▶ [THE PROBLEM]:
In the text about the NLP training, how long did the training in Los Angeles run?

Does my sister think I joined a cult?
Over the weekend, I took my daughter to a Neuro Linguistic Programming (NLP) training in Los Angeles — it was 4 consecutive days from 9am-8pm.
She had to miss school.
Because I was assisting, it meant I had to get there earlier and leave laterI asked my sister if she'd be open to bringing my daughter to the trainings in the morning.
"I can drop her off but I don’t agree with you sending her to this training," she texted.
My heart immediately dropped.
Disapproval.
Shame.
FAILURE.
Those were the feelings and responses that happened within the first 5 seconds of reading this message...
My sister, the golden child in the family. Me, the rebel.
Here I was, f*cking up again.
And then, I took a breath.
I know how valuable this training is.
A single 15-minute exercise changed my life and I permanently healed intergenerational trauma with my tiger parents.
I've watched my clients achieve and receive everything they've ever wanted we unblocked and unlocked their unconscious blueprint through my Breakthrough Sessions...
Clients have quadrupled their rates.
Lost weight to become stronger & healthier.
Gotten over professional pitfalls that had held them back for years.
Transformed their familial & intimate relationships, so everyone is more deeply connected.
I invited a new friend to this training, too. We bumped into each other in the restroom during a break and she made a hand gesture to show how her mind was blown.
"I know, it's wild, right? I know some people think it's almost like a cult after you discover NLP, but it's because once you learn these tools, you want everyone to know them because of how easy it is to change your life SO FAST."

▶ [DATA SECTION]:
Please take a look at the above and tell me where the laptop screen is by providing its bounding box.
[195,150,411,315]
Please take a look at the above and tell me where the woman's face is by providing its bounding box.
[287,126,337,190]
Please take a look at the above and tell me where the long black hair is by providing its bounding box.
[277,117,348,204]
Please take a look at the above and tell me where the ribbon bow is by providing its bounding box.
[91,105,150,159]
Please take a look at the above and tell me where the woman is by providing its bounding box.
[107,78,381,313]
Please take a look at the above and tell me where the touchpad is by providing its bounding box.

---

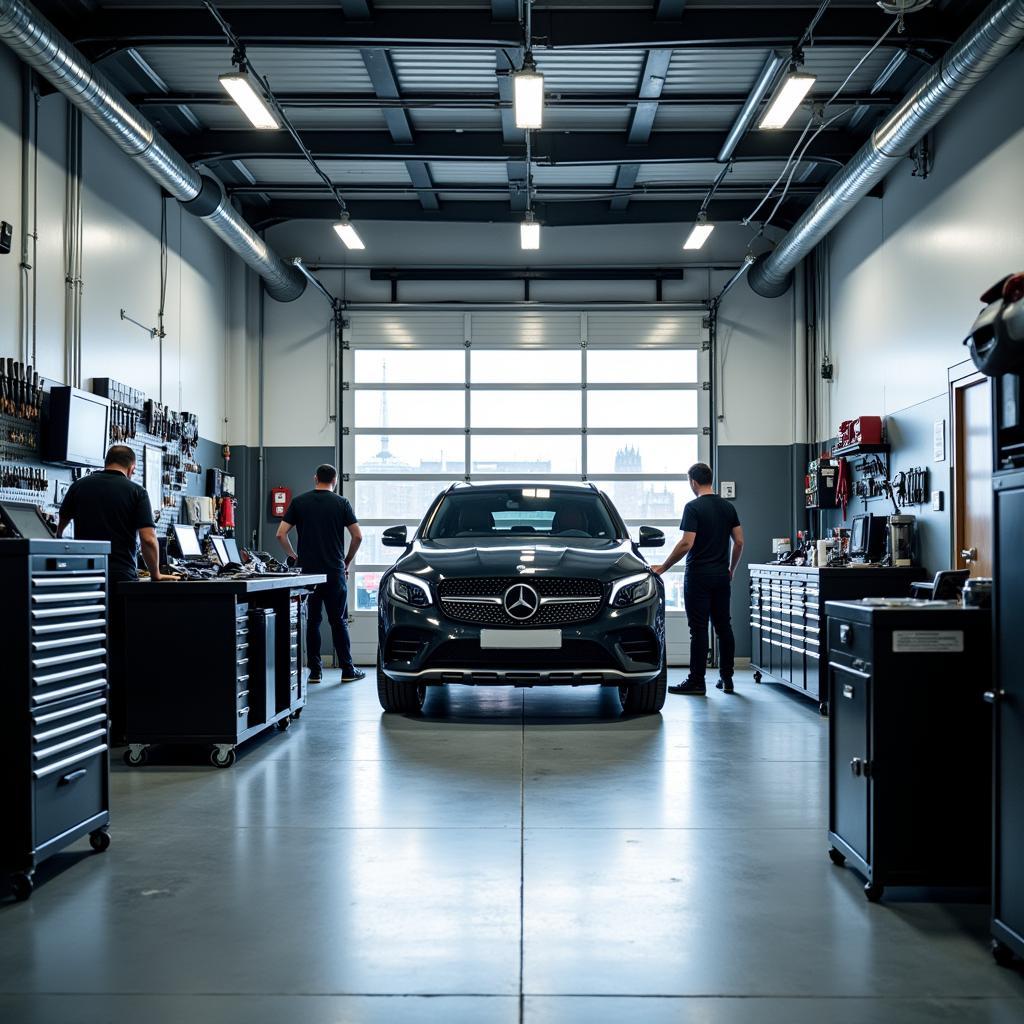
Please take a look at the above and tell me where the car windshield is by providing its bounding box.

▶ [ANSWER AREA]:
Four consecutive days, from 9am to 8pm.